- [What you need to do]
Each line of the data has to be transcribed exactly.
*** Block opens ***
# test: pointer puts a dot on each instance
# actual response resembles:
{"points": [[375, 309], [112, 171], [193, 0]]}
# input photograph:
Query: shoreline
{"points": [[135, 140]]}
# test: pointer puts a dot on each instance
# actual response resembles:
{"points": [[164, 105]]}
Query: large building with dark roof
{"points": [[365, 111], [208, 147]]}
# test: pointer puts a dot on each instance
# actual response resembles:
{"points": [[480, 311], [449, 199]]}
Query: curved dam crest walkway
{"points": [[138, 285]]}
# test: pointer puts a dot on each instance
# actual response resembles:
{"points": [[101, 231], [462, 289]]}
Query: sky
*** Block closes ***
- [Response]
# test: pointer puts a dot on each instance
# actual response resembles:
{"points": [[375, 309], [112, 171], [193, 0]]}
# input photograph:
Query: shoreline
{"points": [[135, 140]]}
# test: pointer puts a dot on each instance
# actual response resembles:
{"points": [[164, 105]]}
Query: large building with dark roof
{"points": [[365, 111], [208, 147]]}
# test: pointer puts a dot on each instance
# actual response resembles:
{"points": [[480, 311], [449, 199]]}
Query: curved dam crest walkway
{"points": [[138, 285]]}
# test: pointer puts a dot on each instance
# actual response resembles:
{"points": [[101, 231], [462, 289]]}
Query: sky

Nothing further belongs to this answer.